=== Texto dado ===

VÊM AÍ OS SAFIOS, ... E VÊM EM FORÇA!

O “Conger conger”, ou congro, ou safio quando em pequeno, ou “samirro” quando juvenil, é um peixe que temos entre nós durante todo o ano. De dorso cinza escuro, quase antracite, e ventre branco, o safio é um dos maiores peixes que temos na nossa costa.
Exemplares acima dos 2 metros não são raros, sendo os 3 metros o tecto a que um destes peixes pode aspirar. Está registado um exemplar capturado em Inglaterra, com 110 kgs.
Existe mesmo um clube inglês de pesca ao congro, com centenas de filiados, que se juntam e preparam saídas de pesca que duram vários dias. Consiste a sua estratégia em engodar um local próximo de um destroço de um barco, (um rochedo com buracos, ou qualquer outro local onde se suspeite da existência de um destes monstros), mas suficientemente afastado para que, a seguir à ferragem se possa travar o animal antes de ele conseguir retornar ao seu buraco. São sempre lutas épicas, de muito esforço, de uma longa preparação e que só são vencidas com equipamento à altura.
Tenho um amigo irlandês que vibra imenso com as suas capturas de congros, e diz-me que para ele está ao nível do carpfishing, algo por aí. Pertence a um club que se dedica exclusivamente a pescar safios. Com efeito, o British Conger Club existe desde 1961, tendo hoje a bonita idade de 60 anos. Basicamente trata-se de um grupo de pessoas que se diverte a pescar congros monstruosos.

=== Dados de trabalho ===

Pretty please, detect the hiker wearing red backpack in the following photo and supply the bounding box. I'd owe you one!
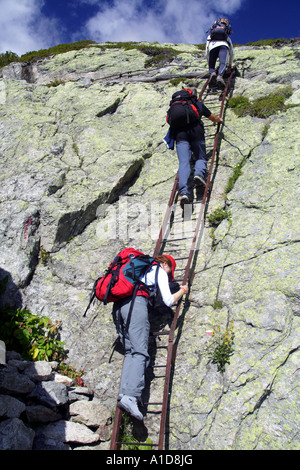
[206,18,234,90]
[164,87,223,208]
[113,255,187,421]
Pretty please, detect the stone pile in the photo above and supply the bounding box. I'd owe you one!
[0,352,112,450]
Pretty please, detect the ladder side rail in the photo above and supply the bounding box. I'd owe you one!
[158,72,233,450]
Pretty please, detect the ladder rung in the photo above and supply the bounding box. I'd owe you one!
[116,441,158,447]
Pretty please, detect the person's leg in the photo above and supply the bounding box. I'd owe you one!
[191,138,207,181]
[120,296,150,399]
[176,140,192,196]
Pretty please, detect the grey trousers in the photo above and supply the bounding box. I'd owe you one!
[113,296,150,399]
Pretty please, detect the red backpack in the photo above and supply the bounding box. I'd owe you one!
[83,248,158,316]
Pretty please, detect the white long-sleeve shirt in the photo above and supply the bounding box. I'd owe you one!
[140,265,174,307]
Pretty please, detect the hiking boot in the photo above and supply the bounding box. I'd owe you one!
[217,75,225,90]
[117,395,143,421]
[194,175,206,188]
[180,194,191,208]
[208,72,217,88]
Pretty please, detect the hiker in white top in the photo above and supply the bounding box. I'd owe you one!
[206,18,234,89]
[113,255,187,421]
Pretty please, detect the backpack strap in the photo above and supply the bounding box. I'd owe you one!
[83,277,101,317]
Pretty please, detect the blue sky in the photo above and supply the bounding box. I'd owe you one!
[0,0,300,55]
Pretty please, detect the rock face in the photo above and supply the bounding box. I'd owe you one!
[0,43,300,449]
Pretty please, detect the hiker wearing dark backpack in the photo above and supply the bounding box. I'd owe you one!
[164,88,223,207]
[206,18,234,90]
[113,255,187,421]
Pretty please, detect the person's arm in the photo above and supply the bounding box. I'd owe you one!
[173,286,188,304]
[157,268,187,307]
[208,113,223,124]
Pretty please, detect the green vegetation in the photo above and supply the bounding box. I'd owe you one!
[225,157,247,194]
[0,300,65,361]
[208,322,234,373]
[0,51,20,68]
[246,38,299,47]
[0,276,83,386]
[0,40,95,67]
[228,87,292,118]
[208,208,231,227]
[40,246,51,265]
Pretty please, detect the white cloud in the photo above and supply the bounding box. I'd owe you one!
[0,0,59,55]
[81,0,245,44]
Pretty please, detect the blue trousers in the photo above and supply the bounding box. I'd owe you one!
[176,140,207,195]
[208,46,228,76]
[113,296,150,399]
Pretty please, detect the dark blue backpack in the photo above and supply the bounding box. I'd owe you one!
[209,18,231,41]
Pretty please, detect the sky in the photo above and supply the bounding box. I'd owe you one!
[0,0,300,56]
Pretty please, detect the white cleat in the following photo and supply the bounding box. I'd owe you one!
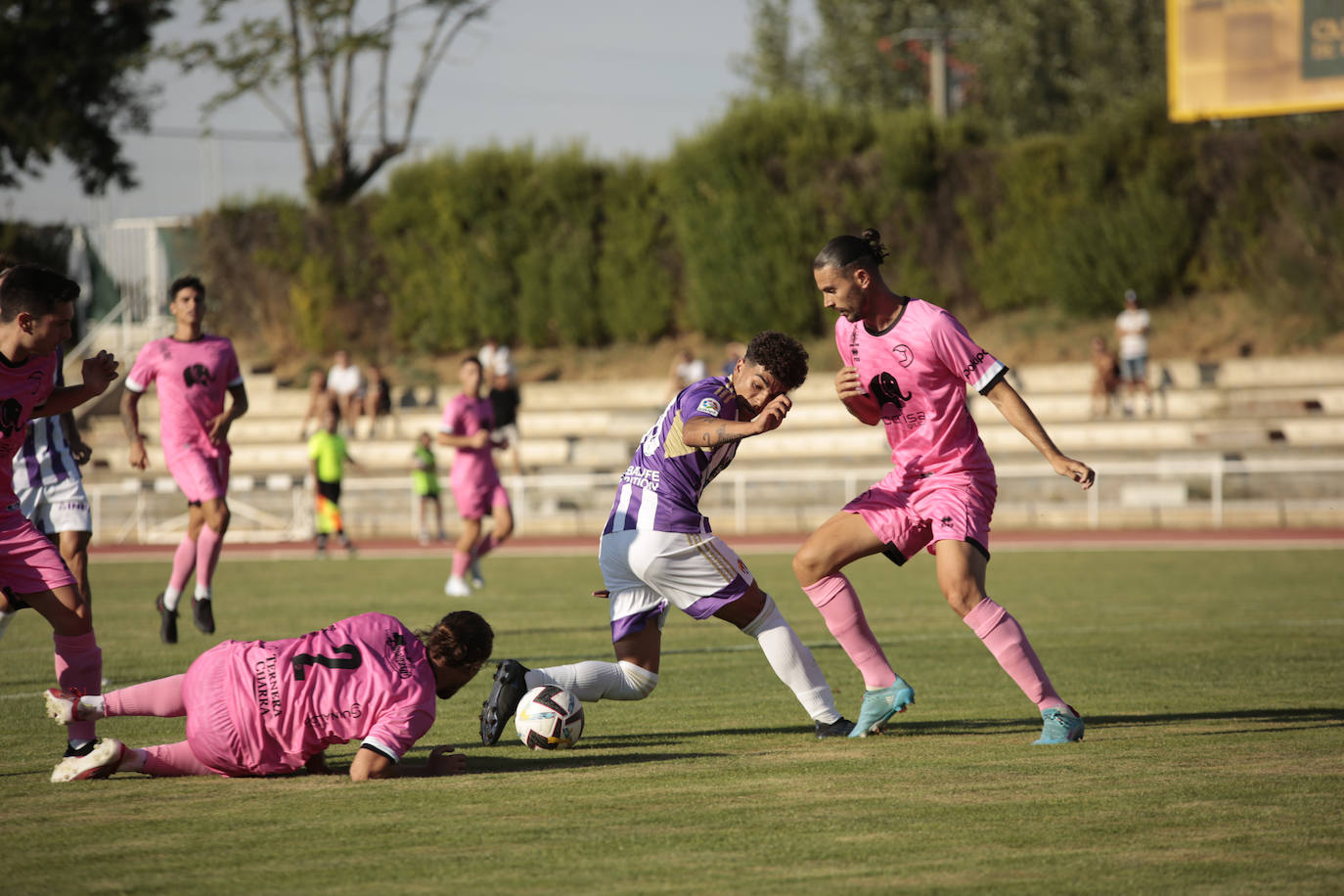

===
=== Dados de trabalho ===

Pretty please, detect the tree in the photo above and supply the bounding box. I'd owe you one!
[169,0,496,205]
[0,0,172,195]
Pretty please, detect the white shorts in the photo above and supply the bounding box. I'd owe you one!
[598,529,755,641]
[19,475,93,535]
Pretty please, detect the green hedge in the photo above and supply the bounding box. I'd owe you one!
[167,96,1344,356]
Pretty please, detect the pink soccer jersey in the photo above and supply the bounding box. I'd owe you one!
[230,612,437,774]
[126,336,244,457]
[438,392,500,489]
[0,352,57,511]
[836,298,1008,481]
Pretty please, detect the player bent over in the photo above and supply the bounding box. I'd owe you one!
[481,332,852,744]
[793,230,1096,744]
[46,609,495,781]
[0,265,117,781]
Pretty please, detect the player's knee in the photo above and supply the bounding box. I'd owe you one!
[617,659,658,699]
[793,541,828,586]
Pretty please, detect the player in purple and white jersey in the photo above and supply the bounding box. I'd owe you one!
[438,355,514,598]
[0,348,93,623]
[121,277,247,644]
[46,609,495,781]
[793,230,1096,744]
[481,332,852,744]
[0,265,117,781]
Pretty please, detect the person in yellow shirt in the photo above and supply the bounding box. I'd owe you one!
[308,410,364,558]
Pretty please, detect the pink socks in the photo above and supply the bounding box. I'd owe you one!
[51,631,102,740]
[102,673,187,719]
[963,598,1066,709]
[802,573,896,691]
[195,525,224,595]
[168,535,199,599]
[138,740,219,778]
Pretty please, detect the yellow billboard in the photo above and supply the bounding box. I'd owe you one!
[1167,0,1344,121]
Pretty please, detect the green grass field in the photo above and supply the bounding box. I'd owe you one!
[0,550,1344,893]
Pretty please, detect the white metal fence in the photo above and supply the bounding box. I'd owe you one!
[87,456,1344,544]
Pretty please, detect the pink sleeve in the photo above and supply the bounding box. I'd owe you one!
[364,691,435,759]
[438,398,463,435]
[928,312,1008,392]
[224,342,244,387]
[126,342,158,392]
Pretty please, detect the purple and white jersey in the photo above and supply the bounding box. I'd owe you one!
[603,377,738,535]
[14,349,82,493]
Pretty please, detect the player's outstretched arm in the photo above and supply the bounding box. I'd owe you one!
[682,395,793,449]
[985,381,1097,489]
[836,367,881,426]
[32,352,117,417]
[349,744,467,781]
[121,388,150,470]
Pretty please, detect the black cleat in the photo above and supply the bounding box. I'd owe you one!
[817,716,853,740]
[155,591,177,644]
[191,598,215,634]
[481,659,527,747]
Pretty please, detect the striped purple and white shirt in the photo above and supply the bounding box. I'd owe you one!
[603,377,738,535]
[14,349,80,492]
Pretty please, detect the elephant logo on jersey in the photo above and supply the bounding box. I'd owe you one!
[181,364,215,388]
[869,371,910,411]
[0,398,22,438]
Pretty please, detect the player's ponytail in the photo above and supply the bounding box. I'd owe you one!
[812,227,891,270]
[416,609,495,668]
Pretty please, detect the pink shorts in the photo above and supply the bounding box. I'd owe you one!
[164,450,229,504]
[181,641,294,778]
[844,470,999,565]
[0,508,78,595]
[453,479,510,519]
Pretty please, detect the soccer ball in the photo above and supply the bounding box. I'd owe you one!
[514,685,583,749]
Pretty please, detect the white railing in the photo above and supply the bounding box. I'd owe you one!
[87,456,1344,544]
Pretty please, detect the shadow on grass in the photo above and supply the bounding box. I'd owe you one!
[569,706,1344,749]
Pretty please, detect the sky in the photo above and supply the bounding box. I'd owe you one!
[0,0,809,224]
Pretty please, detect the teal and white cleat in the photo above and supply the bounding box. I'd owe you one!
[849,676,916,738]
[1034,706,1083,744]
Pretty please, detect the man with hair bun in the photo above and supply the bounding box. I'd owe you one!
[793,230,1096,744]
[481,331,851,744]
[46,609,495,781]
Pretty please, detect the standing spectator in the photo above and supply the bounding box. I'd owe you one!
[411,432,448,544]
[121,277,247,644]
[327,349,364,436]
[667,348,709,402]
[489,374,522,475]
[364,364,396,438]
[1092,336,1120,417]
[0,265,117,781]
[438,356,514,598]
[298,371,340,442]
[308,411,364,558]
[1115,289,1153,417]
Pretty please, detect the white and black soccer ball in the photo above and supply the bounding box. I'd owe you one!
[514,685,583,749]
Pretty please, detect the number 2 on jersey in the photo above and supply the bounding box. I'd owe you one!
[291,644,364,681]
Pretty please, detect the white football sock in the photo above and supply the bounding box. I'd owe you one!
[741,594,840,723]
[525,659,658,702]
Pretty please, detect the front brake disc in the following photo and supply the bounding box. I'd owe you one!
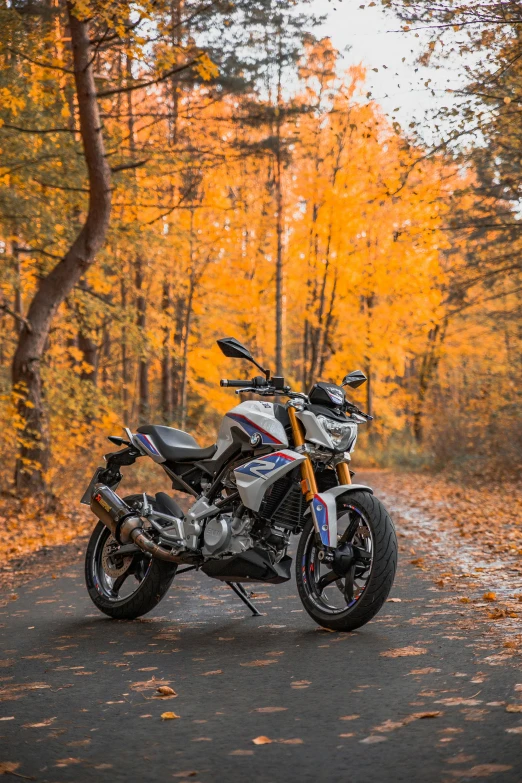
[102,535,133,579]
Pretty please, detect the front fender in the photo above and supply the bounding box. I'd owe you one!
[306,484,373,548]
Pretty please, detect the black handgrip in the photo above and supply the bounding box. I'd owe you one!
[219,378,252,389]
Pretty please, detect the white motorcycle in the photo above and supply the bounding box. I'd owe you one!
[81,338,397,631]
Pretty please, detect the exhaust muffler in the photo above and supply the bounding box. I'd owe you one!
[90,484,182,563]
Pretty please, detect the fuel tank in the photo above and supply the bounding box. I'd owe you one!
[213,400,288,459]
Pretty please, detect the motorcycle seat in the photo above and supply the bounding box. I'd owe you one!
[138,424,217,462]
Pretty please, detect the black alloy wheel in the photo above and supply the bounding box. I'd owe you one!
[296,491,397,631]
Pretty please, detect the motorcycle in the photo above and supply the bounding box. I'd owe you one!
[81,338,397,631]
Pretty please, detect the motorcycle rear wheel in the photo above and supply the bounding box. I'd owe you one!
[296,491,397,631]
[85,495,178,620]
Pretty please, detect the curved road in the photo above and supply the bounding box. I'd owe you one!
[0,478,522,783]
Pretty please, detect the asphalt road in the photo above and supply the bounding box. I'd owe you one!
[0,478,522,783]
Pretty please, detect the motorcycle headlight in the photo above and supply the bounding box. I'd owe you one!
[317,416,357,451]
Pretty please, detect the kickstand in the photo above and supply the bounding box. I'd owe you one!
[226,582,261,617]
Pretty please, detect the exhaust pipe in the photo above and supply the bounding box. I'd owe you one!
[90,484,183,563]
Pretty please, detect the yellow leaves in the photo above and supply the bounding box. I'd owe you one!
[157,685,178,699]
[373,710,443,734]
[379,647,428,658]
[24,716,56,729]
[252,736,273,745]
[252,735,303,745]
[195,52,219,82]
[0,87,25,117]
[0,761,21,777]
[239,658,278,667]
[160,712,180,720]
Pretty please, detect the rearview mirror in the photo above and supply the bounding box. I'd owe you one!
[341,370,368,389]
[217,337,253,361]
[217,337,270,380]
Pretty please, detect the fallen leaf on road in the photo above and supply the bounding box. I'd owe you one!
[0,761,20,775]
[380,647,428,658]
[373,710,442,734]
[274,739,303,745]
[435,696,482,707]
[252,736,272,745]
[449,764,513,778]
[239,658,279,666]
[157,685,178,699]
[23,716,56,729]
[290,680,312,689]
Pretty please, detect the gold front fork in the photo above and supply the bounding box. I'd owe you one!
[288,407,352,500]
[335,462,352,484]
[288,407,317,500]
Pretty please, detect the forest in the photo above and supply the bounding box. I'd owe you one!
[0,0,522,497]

===

| Tarefa curta A |
Indique todos os nomes pelos quais o peixe é designado no texto sobre o safio.
| Tarefa curta B |
Passe para uma lista numerada o trecho da listagem que abre com a linha que contém "Pretty please, detect the motorcycle in" e fecha com a linha que contém "[85,495,178,620]", ambas incluídas, sem as linhas em branco.

| Resposta escrita A |
Conger conger, congro, safio, samirro

| Resposta escrita B |
1. Pretty please, detect the motorcycle in the photo above and supply the bounding box. I'd owe you one!
2. [81,338,397,631]
3. Pretty please, detect the motorcycle rear wheel in the photo above and supply the bounding box. I'd owe you one!
4. [296,491,397,631]
5. [85,495,178,620]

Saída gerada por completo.